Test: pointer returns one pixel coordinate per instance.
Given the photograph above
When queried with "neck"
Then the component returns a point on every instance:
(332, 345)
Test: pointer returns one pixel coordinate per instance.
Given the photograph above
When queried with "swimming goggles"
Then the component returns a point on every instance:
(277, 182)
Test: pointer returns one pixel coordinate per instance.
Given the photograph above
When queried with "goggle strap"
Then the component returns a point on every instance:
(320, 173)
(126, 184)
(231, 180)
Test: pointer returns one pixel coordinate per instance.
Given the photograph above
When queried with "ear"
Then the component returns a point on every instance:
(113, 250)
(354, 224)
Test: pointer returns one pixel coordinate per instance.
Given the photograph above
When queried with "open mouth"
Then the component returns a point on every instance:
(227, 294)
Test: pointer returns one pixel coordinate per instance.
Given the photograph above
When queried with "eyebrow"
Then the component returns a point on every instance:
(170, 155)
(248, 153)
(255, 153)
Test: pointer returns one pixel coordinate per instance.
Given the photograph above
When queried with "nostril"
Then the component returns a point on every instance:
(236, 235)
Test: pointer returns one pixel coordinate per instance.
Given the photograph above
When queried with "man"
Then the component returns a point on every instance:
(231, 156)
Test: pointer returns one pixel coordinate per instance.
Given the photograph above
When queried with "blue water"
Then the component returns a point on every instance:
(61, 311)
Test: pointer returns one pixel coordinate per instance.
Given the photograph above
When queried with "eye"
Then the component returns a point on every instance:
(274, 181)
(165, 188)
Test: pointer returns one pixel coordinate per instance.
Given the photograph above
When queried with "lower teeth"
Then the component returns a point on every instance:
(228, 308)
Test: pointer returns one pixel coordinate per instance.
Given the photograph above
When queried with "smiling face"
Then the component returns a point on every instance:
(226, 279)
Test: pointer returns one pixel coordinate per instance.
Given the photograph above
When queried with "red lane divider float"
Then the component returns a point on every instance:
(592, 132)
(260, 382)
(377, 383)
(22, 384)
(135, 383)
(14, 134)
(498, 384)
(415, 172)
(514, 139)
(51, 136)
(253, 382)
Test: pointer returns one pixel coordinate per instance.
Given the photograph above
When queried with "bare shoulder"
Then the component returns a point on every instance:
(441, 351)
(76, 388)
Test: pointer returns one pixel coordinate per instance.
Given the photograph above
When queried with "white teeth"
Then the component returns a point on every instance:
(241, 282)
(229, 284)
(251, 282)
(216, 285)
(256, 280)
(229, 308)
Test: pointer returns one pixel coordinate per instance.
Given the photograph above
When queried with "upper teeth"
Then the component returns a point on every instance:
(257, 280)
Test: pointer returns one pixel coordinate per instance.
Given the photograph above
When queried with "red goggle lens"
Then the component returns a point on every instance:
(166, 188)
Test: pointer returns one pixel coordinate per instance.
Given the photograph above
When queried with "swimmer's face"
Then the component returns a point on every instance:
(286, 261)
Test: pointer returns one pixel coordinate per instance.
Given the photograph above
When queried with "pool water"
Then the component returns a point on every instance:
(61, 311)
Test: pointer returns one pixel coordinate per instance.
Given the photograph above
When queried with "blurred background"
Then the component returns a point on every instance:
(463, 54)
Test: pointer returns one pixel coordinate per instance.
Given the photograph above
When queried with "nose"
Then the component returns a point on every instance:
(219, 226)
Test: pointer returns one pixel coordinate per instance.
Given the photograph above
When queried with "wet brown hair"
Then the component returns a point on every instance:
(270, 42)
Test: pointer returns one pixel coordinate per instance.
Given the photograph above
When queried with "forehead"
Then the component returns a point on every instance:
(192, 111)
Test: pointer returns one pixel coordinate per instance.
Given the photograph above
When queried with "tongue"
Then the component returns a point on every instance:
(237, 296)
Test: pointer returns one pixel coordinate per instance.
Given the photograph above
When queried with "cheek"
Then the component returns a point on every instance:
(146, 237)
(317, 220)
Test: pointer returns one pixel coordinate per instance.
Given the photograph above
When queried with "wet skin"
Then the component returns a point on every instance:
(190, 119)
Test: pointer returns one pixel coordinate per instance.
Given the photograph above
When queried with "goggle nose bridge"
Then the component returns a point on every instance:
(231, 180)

• • • •

- What needs to be done -
Retype the whole listing, matching it exactly.

- Full solution -
Test: pointer returns one pixel coordinate per instance.
Given the photograph above
When queried with "neck"
Then the component returns a point on every instance:
(332, 345)
Test: pointer returns one pixel coordinate per instance.
Given the photograph above
When queried with "swimming goggles"
Then the component returns a point on every instance:
(277, 182)
Test: pointer returns one pixel coordinate per instance.
Given the photograph above
When queried with "goggle strap"
Then the component returns a point on every instance:
(320, 173)
(126, 184)
(231, 180)
Test: pointer returns one pixel coordinate per instance.
Given the photograph above
When queried with "ear"
Then the component returns a point on every instance:
(113, 250)
(354, 224)
Test: pointer returns one pixel coordinate per instance.
Given the photograph above
When queried with "open mouth"
Then the component returns a point on every instance:
(227, 294)
Test: pointer returns one pixel coordinate per instance.
Given the photograph above
When queried with "eyebrow"
Then the component returns a point on every instance:
(170, 155)
(248, 153)
(255, 153)
Test: pointer returns one pixel coordinate per instance.
Given the photograph above
When queried with "nostril"
Then the component returns a point on every instance:
(236, 235)
Test: pointer returns one pixel coordinate per instance.
Given the photograph above
When queried with "man"
Then the component returns a point on every instance:
(231, 156)
Test: pointer returns one pixel coordinate per instance.
Given the photograph above
When queried with "blue water"
Then the component returns a point on every instance:
(61, 311)
Test: pointer returns one pixel coordinate per instance.
Given the photograph above
When queried with "eye"
Then the component returns a point on every instance:
(274, 181)
(165, 188)
Test: pointer returns one pixel coordinate per instance.
Given the photograph above
When queried with "lower teeth"
Then the component returns a point on every instance:
(228, 308)
Test: pointer returns one pixel coordinate per instance.
Given the photograph above
When queried with "smiling face"
Then the component returns a point on every instance:
(226, 279)
Test: pointer returns one pixel coordinate per instance.
Given the photograph above
When queried with "red lane divider float"
Then the component returns a point on every instance:
(592, 132)
(260, 382)
(377, 383)
(22, 384)
(135, 383)
(14, 134)
(498, 384)
(415, 172)
(514, 139)
(51, 136)
(253, 382)
Test: pointer returns one pixel coordinate per instance.
Given the photograph above
When queried with "bare shoulder"
Then the component returns a point on every instance:
(441, 351)
(76, 388)
Test: pointer returns one pixel coordinate per instance.
Given the photograph above
When queried with "white teeth"
Then the component returns a point on every instance:
(241, 282)
(229, 284)
(251, 282)
(216, 285)
(256, 280)
(229, 308)
Test: pointer returns one pixel coordinate per instance.
Given the photograph above
When queried with "upper teeth"
Then the component returns a point on every instance:
(257, 280)
Test: pointer returns one pixel coordinate per instance.
Given the photograph above
When queried with "red goggle lens"
Then the component returns a point on every instance:
(166, 188)
Test: pointer returns one pixel coordinate per instance.
Given the photograph above
When queried with "swimmer's face"
Then the component returns a point on every instance:
(286, 261)
Test: pointer returns one pixel coordinate per instance.
Given the photograph above
When queried with "pool water"
Then the component returns a point on every instance:
(61, 311)
Test: pointer returns one pixel coordinate per instance.
Given the photograph above
When queried with "blurred background"
Then the component returns a point on every instance:
(463, 54)
Test: pointer returns one pixel coordinate per instance.
Given the photograph above
When queried with "nose"
Then the component returns a point on every instance:
(219, 226)
Test: pointer returns one pixel coordinate per instance.
Given the photograph above
When queried with "wet brown hair"
Then the component returns a point on every instance:
(270, 42)
Test: pointer returns one pixel coordinate per instance.
Given the photograph above
When queried with "forehead"
Then the component returns a point on every instance:
(192, 111)
Test: pointer returns one pixel coordinate per instance.
Given the photograph above
When queried with "tongue"
Then the component returns a point on every instance:
(237, 296)
Test: pointer returns one pixel coordinate per instance.
Given the photograph above
When queried with "cheek"
Then the component returns a point on every instance:
(146, 237)
(317, 220)
Test: pointer returns one pixel coordinate per instance.
Given the photograph above
When queried with "wet skin"
Then the component returns a point on every instance:
(190, 119)
Test: pointer returns one pixel coordinate per instance.
Given the photograph above
When queried with "goggle nose bridge"
Then the component returns a point on every instance:
(231, 180)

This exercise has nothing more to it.